DATA SECTION:

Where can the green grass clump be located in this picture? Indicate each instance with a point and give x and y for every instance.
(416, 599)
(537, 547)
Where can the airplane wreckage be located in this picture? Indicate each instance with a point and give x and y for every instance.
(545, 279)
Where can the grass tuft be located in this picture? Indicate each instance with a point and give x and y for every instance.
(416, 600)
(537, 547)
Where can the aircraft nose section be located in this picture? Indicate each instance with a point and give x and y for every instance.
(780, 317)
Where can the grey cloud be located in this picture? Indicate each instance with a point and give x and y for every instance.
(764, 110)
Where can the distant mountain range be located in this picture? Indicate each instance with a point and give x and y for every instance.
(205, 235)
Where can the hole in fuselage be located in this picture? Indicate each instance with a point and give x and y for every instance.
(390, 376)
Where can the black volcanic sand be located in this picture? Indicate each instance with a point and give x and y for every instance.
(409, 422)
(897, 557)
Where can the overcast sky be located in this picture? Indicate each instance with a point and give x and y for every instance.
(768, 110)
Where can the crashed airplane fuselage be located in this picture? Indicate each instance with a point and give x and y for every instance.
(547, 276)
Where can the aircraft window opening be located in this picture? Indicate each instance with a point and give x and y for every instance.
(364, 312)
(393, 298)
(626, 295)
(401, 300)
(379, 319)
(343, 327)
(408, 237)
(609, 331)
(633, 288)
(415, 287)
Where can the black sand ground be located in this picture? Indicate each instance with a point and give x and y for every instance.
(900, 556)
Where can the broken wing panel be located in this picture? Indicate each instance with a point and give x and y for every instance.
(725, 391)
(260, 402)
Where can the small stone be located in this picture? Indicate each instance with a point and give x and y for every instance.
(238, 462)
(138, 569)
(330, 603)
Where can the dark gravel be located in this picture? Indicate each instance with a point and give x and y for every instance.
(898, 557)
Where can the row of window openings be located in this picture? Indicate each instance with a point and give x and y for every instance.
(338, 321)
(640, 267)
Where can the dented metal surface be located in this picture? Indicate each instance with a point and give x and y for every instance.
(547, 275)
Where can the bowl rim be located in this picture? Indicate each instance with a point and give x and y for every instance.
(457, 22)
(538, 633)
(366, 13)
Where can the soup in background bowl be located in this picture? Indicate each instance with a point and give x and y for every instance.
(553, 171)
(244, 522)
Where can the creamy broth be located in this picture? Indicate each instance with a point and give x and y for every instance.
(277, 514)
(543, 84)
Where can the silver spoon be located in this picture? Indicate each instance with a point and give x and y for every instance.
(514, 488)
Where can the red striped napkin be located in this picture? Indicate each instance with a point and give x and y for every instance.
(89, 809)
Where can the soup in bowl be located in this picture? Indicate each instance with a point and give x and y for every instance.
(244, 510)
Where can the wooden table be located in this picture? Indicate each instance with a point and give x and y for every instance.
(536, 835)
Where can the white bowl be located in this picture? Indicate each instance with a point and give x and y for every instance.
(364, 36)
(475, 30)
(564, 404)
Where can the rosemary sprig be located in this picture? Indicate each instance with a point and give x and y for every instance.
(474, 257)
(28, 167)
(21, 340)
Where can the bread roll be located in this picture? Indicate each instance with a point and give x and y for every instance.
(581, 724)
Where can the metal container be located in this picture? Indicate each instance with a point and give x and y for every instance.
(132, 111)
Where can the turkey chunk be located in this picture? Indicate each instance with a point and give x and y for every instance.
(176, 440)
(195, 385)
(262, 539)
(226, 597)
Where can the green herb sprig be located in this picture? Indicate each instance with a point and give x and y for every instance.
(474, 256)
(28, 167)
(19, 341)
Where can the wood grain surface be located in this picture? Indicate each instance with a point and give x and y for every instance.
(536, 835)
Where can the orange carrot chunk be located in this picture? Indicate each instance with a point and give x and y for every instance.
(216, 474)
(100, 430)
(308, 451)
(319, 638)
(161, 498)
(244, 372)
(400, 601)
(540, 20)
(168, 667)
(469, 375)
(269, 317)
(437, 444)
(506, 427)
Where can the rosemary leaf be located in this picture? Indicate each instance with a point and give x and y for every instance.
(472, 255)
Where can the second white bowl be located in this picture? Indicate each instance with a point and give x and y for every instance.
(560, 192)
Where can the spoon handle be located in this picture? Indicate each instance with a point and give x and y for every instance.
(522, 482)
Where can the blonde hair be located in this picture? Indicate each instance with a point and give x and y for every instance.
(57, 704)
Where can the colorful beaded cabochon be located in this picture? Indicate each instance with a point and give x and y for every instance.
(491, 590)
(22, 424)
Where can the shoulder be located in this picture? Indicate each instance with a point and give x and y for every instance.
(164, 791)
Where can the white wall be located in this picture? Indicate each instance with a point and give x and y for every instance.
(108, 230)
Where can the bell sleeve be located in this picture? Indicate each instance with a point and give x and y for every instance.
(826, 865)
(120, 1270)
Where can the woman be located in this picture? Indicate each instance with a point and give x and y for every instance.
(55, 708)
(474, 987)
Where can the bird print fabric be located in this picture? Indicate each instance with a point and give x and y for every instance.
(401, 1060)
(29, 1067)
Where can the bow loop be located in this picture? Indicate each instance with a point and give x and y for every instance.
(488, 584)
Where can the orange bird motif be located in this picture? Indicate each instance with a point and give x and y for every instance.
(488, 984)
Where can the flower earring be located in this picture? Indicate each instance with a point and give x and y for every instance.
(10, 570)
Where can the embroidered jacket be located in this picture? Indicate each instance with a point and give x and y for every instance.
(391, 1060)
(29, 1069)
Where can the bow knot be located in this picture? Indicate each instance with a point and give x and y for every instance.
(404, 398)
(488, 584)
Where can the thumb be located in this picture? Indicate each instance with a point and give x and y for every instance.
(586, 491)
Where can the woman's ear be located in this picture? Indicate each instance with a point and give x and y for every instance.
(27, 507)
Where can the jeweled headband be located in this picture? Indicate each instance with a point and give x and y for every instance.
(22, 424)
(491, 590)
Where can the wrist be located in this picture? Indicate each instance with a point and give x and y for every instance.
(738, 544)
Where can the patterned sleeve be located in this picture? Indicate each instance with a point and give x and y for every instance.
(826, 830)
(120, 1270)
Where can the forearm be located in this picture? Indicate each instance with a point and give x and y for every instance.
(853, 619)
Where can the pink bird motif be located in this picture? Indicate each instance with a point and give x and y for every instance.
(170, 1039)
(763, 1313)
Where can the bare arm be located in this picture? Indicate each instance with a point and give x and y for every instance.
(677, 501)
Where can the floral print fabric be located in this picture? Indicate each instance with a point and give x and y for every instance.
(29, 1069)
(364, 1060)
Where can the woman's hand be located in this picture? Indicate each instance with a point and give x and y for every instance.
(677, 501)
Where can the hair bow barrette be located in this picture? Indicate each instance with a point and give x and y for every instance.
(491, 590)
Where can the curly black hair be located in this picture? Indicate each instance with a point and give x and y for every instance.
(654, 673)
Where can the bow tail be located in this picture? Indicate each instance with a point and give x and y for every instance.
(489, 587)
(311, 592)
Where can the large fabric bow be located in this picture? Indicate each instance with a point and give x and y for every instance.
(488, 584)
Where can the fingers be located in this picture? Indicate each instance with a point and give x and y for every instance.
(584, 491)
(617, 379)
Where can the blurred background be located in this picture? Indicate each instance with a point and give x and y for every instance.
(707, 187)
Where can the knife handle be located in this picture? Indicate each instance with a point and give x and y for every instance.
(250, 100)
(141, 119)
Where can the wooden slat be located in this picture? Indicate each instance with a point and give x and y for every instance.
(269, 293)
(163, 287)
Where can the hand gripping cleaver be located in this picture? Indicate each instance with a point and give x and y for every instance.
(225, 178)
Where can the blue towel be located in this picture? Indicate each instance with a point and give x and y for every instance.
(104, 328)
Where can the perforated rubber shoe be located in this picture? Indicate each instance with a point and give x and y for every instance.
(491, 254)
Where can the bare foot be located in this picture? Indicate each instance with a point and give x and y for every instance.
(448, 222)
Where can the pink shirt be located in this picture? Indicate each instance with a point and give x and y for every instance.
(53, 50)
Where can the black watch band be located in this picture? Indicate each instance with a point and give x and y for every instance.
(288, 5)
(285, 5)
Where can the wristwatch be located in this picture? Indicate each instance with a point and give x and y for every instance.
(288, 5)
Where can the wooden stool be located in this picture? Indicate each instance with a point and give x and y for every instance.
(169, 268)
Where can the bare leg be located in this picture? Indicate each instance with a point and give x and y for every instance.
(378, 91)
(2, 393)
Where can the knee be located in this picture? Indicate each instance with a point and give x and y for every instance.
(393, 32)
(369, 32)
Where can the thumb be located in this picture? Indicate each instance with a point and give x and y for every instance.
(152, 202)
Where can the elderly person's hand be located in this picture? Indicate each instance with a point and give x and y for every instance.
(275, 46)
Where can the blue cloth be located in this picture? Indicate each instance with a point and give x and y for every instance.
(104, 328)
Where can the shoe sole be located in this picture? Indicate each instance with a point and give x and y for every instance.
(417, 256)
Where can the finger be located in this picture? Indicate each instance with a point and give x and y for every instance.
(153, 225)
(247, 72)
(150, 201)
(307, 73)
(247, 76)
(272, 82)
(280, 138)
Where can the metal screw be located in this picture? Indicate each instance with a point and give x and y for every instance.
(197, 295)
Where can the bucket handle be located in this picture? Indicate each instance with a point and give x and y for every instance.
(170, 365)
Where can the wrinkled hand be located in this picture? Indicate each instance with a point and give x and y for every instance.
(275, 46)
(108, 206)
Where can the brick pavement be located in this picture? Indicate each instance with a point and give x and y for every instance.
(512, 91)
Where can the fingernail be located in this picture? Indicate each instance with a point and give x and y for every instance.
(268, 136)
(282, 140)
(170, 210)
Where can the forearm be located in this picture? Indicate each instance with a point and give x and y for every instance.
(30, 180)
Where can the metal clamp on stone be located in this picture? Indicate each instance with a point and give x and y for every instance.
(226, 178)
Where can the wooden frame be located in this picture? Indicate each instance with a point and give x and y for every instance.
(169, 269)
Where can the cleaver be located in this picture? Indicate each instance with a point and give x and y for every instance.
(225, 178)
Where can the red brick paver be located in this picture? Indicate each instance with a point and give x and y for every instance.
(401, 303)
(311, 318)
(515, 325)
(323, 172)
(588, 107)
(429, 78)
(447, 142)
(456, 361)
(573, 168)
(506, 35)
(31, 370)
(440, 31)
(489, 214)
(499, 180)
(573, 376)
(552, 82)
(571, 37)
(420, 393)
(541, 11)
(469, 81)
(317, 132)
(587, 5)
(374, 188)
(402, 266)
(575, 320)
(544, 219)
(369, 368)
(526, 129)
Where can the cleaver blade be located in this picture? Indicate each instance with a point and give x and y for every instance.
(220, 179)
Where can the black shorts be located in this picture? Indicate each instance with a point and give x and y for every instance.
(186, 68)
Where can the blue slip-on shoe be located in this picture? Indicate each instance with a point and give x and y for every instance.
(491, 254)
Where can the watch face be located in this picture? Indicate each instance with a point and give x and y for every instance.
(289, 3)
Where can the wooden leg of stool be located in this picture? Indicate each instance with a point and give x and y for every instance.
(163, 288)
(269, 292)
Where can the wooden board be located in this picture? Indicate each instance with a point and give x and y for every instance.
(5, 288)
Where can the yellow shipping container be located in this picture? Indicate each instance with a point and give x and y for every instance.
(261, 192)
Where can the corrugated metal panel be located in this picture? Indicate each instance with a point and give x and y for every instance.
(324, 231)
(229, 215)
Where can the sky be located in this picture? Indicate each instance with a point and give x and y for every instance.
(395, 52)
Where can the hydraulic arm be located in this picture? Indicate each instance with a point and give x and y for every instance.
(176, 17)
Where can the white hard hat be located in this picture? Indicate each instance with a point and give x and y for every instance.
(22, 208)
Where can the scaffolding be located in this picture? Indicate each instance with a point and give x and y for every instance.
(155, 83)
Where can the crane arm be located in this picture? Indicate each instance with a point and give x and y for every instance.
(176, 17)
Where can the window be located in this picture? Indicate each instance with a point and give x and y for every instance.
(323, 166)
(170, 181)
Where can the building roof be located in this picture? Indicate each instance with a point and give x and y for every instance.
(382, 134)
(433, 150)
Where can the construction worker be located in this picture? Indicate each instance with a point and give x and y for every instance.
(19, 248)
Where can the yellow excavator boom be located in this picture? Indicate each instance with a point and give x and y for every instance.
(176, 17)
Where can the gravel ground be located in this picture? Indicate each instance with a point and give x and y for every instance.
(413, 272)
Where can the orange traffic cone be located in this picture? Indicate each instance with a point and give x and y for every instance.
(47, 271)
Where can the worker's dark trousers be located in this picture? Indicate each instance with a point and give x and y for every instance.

EXERCISE:
Could you quote, exactly as they appear, the line containing "Where can the construction" and every line after it to the end of the records above?

OUTPUT:
Where can the construction worker be located in this picture? Indicate each instance with a point and give x and y for every instance.
(19, 248)
Where can the yellow excavator boom be located in this picture? Indicate each instance with a point and give x and y for every instance.
(176, 17)
Where can the gravel ground be located in this picture? Indicate each instance with a point and give x and y for every instance.
(413, 272)
Where can the orange traffic cone be located in this picture? Indicate each instance with a point and give x and y for every instance.
(47, 271)
Where can the worker's dark trousers be located in this picture? Indicate each instance with a point and give x and y for every instance.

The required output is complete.